Excerpt to read:
####

In April, Palestinian prisoners in Israeli jails staged a hunger strike to protest the death of a fellow inmate, who they say died of medical negligence at the hands of prison authorities. At the U.S. Guantanamo Bay naval base, a rising number of U.S. terrorist suspects have resorted to voluntary fasting to protest their indefinite detention. In 2012 the imprisoned former prime minister of Ukraine, Yulia Tymoshenko, launched a hunger strike against alleged vote rigging by the party of the current president, Viktor Yanukovych.
Hunger strikes are usually used by (political) prisoners to communicate their distress against their confinement or the conditions surrounding their imprisonment. As frequent as the phenomenon is, there are no common rules regarding how countries can respond or best balance the conflicting interests at stake.
Governments are responsible for the general wellbeing of all their citizens, but few groups deserve more of the state’s attention than the incarcerated. International human rights norms regulate the freedom of expression and the rights to food and healthcare. The freedom of expression is an internationally recognized civil and political right requiring legitimate reasons for interference. The rights to food and healthcare originated as socioeconomic rights, but are very much connected to the basic notion of the right to life. Strong normative frameworks enjoin states to do their utmost best to ensure that these rights are honored. There are, however, no direct obligations for citizens to exercise them. Self-determination rights afford citizens the autonomy to freely and peacefully protest against government measures if they wish; hunger strikes can be seen as a form of peaceful protest, as they do not necessarily interfere with the natural order in a state. However, the right to self-determination is not absolute and there is no explicit recognized right to hunger strikes. Such a protest should not be used as a form of suicide or blackmail.

####

Supplied records:
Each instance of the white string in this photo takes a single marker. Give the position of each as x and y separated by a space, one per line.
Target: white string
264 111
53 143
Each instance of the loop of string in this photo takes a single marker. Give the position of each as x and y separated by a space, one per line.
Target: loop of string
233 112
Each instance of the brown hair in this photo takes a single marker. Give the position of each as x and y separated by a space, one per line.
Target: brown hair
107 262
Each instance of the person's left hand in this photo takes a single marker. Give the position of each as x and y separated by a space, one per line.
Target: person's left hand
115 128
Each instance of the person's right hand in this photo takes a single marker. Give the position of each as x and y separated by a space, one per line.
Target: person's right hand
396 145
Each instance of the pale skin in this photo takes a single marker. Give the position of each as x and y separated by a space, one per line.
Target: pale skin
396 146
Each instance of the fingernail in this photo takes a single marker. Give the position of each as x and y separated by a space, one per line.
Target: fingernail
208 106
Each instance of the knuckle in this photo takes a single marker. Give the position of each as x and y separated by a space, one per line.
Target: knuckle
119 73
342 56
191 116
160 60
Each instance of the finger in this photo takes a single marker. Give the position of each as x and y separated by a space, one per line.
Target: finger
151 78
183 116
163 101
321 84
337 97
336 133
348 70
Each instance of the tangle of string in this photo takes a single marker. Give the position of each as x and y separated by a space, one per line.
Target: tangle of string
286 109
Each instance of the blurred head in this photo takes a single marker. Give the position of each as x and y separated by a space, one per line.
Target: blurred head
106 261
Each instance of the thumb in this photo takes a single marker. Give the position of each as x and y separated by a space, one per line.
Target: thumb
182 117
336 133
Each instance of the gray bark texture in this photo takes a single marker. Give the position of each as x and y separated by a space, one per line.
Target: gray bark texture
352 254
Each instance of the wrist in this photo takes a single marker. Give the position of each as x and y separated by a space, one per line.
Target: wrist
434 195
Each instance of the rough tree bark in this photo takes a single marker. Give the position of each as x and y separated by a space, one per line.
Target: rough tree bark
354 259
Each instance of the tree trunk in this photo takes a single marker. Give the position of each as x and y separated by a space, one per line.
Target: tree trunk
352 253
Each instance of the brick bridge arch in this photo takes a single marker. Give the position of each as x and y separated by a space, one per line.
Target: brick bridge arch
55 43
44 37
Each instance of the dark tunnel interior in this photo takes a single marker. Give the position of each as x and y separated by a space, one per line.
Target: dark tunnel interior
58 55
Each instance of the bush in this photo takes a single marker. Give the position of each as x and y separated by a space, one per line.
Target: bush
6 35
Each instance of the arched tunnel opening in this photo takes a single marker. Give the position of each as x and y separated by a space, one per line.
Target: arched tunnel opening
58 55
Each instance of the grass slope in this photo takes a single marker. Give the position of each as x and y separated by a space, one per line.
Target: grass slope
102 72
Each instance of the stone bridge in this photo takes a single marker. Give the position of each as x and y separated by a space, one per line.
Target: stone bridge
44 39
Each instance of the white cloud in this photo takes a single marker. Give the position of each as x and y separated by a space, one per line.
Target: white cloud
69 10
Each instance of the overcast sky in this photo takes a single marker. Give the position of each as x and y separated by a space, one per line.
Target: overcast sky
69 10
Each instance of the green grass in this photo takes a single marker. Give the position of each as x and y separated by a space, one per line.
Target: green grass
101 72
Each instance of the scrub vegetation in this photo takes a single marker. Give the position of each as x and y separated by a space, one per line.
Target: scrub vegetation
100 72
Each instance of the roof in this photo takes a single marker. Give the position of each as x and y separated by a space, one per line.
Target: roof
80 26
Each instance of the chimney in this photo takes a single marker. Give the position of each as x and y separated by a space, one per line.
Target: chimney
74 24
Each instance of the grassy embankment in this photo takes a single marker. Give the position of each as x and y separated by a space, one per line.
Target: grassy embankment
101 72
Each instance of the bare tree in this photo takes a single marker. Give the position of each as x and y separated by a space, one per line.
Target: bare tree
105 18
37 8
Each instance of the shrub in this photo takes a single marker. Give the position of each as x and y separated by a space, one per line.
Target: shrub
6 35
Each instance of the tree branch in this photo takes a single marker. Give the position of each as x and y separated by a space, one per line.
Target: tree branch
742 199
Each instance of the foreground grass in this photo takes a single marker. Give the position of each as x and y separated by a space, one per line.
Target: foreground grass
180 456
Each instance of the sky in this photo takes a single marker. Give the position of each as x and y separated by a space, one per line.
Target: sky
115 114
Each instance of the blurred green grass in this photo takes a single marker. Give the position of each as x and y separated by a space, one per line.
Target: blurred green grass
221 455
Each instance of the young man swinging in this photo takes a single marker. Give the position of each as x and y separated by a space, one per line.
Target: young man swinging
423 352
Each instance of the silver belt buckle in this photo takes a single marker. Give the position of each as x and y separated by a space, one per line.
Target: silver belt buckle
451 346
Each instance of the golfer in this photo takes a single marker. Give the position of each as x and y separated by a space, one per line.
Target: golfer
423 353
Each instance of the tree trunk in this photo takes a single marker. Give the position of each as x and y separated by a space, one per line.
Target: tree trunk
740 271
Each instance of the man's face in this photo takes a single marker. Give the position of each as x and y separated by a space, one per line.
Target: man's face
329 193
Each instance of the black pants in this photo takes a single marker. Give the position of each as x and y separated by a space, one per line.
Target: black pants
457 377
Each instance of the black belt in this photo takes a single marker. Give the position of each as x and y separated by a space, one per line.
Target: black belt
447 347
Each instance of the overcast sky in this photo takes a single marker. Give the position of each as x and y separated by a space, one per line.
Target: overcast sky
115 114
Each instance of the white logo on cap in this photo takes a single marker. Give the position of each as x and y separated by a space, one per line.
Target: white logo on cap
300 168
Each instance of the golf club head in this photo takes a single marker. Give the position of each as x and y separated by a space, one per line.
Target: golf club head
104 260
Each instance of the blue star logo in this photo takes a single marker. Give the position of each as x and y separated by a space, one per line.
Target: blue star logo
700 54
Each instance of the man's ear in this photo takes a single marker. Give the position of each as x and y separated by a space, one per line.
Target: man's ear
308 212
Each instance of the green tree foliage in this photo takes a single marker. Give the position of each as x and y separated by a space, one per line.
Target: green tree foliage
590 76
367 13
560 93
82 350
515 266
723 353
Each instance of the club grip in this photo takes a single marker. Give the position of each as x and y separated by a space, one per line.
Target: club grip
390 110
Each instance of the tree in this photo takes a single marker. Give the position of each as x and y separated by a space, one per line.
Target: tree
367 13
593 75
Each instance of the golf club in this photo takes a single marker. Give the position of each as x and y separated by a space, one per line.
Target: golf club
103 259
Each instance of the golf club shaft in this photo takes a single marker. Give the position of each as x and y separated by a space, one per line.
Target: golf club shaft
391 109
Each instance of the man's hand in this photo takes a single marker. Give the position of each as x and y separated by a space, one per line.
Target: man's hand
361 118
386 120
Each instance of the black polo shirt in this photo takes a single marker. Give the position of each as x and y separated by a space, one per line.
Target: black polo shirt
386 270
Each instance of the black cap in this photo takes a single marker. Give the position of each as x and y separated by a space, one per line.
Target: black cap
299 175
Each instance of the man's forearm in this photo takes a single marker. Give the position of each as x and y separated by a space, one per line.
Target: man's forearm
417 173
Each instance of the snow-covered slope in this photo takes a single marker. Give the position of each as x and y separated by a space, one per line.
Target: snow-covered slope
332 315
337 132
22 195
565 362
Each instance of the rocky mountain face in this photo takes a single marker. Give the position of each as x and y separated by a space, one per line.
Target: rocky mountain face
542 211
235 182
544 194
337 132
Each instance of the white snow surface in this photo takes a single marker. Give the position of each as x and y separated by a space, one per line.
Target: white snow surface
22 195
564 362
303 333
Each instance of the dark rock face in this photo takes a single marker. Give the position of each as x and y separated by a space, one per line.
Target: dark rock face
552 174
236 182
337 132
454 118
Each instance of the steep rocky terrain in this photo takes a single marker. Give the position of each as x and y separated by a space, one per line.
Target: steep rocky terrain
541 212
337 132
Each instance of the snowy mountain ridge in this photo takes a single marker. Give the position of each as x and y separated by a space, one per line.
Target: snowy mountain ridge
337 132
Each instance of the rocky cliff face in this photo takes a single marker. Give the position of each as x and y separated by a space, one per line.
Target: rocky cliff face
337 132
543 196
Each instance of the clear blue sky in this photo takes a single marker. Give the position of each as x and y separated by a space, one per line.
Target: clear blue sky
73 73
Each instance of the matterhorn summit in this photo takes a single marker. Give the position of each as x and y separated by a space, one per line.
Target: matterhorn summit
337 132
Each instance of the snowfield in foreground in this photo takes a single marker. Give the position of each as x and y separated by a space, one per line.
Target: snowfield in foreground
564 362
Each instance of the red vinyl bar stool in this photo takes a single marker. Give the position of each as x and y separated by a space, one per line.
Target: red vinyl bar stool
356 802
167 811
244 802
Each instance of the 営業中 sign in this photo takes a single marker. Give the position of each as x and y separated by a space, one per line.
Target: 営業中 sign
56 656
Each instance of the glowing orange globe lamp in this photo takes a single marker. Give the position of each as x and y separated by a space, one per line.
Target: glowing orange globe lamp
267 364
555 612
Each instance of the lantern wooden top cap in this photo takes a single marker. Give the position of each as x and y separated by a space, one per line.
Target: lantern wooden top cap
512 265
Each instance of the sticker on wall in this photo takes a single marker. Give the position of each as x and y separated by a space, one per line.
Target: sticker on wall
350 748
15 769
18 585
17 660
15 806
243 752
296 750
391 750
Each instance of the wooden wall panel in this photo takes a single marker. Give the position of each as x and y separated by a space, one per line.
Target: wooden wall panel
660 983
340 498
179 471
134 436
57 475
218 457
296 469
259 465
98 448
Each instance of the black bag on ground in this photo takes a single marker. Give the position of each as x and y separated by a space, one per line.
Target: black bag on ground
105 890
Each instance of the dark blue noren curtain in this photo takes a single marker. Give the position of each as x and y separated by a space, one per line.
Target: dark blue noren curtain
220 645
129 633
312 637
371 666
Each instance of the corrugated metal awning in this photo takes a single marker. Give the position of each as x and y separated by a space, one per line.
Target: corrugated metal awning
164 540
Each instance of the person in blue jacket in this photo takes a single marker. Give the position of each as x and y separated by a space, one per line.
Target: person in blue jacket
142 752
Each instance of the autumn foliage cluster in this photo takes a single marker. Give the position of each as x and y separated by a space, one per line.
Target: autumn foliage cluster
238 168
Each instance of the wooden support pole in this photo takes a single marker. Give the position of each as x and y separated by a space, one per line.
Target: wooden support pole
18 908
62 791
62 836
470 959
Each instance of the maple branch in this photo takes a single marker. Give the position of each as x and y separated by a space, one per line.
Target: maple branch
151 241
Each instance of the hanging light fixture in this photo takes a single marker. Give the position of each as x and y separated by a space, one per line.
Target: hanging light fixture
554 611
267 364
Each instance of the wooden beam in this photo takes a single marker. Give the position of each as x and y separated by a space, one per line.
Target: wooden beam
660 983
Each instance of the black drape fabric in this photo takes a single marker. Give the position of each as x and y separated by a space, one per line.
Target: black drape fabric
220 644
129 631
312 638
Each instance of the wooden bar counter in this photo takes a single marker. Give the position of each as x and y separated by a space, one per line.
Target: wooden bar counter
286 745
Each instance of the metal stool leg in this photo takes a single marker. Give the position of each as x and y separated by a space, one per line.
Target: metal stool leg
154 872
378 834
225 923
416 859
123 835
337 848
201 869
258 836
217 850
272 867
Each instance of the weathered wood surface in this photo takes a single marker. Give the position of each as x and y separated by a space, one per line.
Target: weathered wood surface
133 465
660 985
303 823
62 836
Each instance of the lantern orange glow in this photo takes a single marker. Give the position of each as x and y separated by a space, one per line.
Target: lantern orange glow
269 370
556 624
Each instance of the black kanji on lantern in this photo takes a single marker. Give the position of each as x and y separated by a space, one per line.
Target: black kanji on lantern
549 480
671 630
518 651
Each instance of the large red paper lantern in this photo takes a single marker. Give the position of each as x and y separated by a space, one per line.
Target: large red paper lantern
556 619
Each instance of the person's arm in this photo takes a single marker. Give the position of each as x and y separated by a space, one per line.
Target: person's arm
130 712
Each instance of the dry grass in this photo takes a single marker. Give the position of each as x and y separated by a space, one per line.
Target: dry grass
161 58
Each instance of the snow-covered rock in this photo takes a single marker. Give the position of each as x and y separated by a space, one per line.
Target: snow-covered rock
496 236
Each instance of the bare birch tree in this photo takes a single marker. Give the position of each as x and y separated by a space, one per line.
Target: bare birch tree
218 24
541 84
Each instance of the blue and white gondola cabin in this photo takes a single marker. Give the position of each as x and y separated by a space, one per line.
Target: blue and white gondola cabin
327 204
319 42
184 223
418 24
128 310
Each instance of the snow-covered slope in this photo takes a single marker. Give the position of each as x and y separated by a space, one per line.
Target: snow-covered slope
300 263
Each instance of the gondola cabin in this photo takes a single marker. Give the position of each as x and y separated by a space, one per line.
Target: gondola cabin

####

List every hunger strike that the text on hunger strikes gives as an example in its first paragraph, stating who undertook each one and what it protested.

1. Palestinian prisoners in Israeli jails, in April: they protested the death of a fellow inmate who, they say, died of medical negligence at the hands of prison authorities.
2. A rising number of U.S. terrorist suspects at the U.S. Guantanamo Bay naval base: they protested their indefinite detention.
3. Yulia Tymoshenko, the imprisoned former prime minister of Ukraine, in 2012: she protested alleged vote rigging by the party of the current president, Viktor Yanukovych.